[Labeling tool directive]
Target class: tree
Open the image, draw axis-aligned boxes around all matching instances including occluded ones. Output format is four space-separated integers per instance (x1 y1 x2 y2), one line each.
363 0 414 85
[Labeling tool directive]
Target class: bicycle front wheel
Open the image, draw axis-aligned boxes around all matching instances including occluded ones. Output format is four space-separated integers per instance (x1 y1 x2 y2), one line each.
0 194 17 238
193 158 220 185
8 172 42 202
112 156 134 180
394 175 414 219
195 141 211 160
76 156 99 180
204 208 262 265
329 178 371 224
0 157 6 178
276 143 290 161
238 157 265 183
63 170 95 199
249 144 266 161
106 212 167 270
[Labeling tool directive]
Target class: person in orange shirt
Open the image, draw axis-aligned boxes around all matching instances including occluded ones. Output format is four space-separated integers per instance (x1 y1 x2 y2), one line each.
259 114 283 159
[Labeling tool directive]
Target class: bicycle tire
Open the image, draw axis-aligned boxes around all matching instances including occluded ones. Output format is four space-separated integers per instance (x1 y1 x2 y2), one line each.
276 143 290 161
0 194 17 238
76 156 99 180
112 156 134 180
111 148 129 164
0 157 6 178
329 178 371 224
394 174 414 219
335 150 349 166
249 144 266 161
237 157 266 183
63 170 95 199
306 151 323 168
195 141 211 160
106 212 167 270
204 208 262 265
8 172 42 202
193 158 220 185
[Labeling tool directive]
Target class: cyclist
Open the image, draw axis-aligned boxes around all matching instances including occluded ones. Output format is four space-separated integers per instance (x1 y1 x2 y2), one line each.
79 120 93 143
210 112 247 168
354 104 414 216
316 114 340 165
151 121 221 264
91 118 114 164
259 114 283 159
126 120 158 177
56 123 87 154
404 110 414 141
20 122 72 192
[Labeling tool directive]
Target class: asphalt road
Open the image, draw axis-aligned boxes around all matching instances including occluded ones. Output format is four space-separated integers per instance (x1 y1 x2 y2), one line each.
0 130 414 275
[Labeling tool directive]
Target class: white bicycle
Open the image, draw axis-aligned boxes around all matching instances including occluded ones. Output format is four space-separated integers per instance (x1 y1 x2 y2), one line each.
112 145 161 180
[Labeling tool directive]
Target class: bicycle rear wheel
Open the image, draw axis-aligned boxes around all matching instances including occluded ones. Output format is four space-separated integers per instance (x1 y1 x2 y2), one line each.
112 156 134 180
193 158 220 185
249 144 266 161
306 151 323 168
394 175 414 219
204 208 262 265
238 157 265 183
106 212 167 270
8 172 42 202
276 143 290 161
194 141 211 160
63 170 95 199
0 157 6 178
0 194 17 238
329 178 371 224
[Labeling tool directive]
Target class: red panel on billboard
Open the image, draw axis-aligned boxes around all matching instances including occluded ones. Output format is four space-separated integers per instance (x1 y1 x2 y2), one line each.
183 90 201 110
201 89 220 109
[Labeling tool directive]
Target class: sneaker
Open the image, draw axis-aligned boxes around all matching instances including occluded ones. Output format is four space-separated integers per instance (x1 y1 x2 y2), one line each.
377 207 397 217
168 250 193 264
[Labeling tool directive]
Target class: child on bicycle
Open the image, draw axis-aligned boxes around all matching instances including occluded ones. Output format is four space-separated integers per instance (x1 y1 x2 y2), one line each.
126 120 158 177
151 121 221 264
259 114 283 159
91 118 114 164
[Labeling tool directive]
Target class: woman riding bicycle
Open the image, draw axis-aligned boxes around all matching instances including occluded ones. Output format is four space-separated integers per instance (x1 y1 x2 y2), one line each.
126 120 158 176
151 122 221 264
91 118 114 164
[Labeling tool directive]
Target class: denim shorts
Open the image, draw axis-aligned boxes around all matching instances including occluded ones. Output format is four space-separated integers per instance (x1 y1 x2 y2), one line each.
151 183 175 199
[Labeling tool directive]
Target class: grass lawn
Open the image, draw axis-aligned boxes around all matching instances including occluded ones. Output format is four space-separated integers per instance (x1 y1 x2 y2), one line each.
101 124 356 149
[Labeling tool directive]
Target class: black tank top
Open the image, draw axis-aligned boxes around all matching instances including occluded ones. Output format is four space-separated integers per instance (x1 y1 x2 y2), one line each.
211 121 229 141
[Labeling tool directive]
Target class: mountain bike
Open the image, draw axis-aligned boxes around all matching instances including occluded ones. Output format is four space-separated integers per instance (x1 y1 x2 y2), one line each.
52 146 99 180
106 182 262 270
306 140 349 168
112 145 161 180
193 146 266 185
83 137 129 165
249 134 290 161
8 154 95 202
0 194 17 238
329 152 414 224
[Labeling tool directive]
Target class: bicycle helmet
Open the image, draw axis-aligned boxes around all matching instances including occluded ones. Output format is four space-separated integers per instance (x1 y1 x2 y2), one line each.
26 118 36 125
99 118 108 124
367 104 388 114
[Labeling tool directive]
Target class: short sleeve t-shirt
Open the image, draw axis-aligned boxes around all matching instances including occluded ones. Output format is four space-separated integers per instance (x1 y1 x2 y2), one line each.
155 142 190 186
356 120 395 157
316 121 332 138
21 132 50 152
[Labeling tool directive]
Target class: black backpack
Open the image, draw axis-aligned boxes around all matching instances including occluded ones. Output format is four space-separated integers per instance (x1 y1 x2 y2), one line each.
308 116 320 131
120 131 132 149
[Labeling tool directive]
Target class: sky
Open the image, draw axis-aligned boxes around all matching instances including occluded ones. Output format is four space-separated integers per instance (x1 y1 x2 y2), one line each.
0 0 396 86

--------

Edit all the items above so that every "axis-aligned" becomes "rectangular", change nothing else, and give the items again in full.

[Labeling tool directive]
Target class: tree
Open the image, draw rectangular boxes around all matching instances including occluded ones. Output format is four space-separated integers per instance (x1 y1 x2 y2), one line each.
363 0 414 85
[Labeling tool directive]
Target class: bicycle front wheel
Open the image, draw rectangular boxes around all matching instances including occluded ones. Output format is four space-separated integers per instance (x1 y1 x2 y2), one line each.
0 194 17 238
193 158 220 185
8 172 42 202
112 156 134 180
394 175 414 219
195 141 211 160
76 156 99 180
204 208 262 265
329 178 371 224
0 157 6 178
276 143 290 161
238 157 265 183
63 170 95 199
249 144 266 161
106 212 167 270
[Labeling tool directive]
Target class: person in orange shirt
Open the image, draw rectangular boxes around all matching instances including occluded ones. Output format is four space-separated integers per instance (x1 y1 x2 y2), one line each.
259 114 283 159
[Labeling tool directive]
Target class: bicycle tire
Open the image, draw rectangular boxes around all matching instances including occluded ones. Output format is four space-separated integers per instance (x1 y1 x2 y2), one line each.
276 143 290 161
0 194 17 238
76 156 99 180
112 156 134 180
111 148 129 164
0 157 6 178
329 178 371 224
394 174 414 219
335 150 349 166
249 144 266 161
237 157 266 183
63 170 95 199
306 151 323 168
195 141 211 160
106 212 167 270
204 208 262 265
8 172 42 202
193 158 220 185
[Labeling tool directive]
Target class: cyclist
Open the image, draw rectangular boxes around all matching instances including occluded ones. Output format is four space-separated integers per instance (x1 y1 x2 y2), one line each.
79 120 93 143
210 112 247 168
354 104 414 216
316 114 340 165
151 121 221 264
91 118 114 164
259 114 283 159
126 120 158 177
56 123 87 154
404 110 414 141
20 122 72 192
[Labeling tool directive]
Target class: asphalt road
Open the image, draw rectangular boxes around all matching instances including occluded ones. Output format is four space-separated integers per instance (x1 y1 x2 y2), one line each.
0 130 414 275
[Labeling tool directive]
Target class: white bicycle
Open the image, draw rectangular boxes around all matching instances including occluded ones. Output format is four space-separated integers per instance (x1 y1 x2 y2), one line each.
112 145 161 180
[Labeling tool directive]
Target class: bicycle rear wheel
Open the image, draw rectangular boxes around all matching instances including occluded ones. Output format is four space-separated integers per instance (x1 y1 x2 y2), one line each.
112 156 134 180
193 158 220 185
249 144 266 161
306 151 323 168
394 175 414 219
204 208 262 265
238 157 265 183
106 212 167 270
8 172 42 202
276 143 290 161
194 141 211 160
63 170 95 199
0 157 6 178
0 194 17 238
329 178 371 224
[Labeling tool directive]
Target class: red panel on billboard
Open the image, draw rectangular boxes around all matching instances including occluded ones. Output format is four space-separated integers per instance (x1 y1 x2 y2), one line each.
183 90 201 110
201 89 220 109
[Labeling tool directive]
Target class: sneaker
Open the image, draw rectangular boxes around all matching instances including occluded ones. Output format is four space-separated integers per instance (x1 y1 x2 y2), one line each.
377 207 397 217
168 250 193 264
[Labeling tool directive]
Target class: child on bicycle
Open the image, draw rectangular boxes around all matching instances including occluded ones. Output format is four space-separated integers per instance (x1 y1 x2 y2), one line each.
126 120 158 177
151 121 221 264
259 114 283 159
91 118 114 164
[Labeling tool directive]
Target class: woman riding bicycle
Open the image, draw rectangular boxes around all matching instances including occluded ones. Output format is four space-separated integers per instance (x1 y1 x2 y2), one line each.
126 120 158 176
151 122 221 264
91 118 114 164
[Labeling tool directive]
Target class: denim shorts
Open the image, draw rectangular boxes around all matching instances including occluded ones. Output format is four space-separated integers per instance (x1 y1 x2 y2), one line each.
151 183 175 199
[Labeling tool directive]
Target class: grass lawn
Open the image, draw rectangular boxes around all matching instances including occluded ones. Output format is four space-separated integers per instance (x1 y1 x2 y2), one line each.
101 124 356 149
[Labeling tool directive]
Target class: black tank top
Open the image, draw rectangular boxes around all matching instances including occluded ones. Output format is four space-separated integers per instance (x1 y1 x2 y2), one line each.
211 121 229 141
[Labeling tool directive]
Target class: mountain bike
Open the image, draw rectangular boxes around all matching instances including occluded ones. Output format is four space-separated integers per instance (x1 y1 x2 y2), one line each.
52 146 99 180
106 182 262 270
306 140 349 168
112 145 161 180
193 146 266 185
83 137 129 165
249 134 290 161
8 154 95 202
0 194 17 238
329 152 414 224
[Labeling tool directive]
Target class: bicycle helmet
Open the image, draw rectangular boxes around all matching instances including occluded ones. Output format is four space-separated integers per instance (x1 y1 x2 y2), one line each.
26 118 36 125
99 118 108 124
367 104 388 114
[Labeling tool directive]
Target class: short sleeve t-shirt
Open the image, draw rectangular boxes around all matching instances including occluded ones. Output format is four space-separated integers per instance (x1 y1 x2 y2), one line each.
155 142 190 186
356 120 395 157
316 121 332 138
21 132 50 152
[Labeling tool directive]
Target class: black backpack
Open the image, draw rectangular boxes around all matching instances including occluded ones. Output format is four space-separated integers per instance (x1 y1 x2 y2), one line each.
308 116 320 131
120 131 132 149
[Labeling tool directive]
Target class: sky
Open the image, draw rectangular boxes around all matching instances including occluded ones. Output format is four space-separated integers per instance (x1 y1 x2 y2), one line each.
0 0 396 86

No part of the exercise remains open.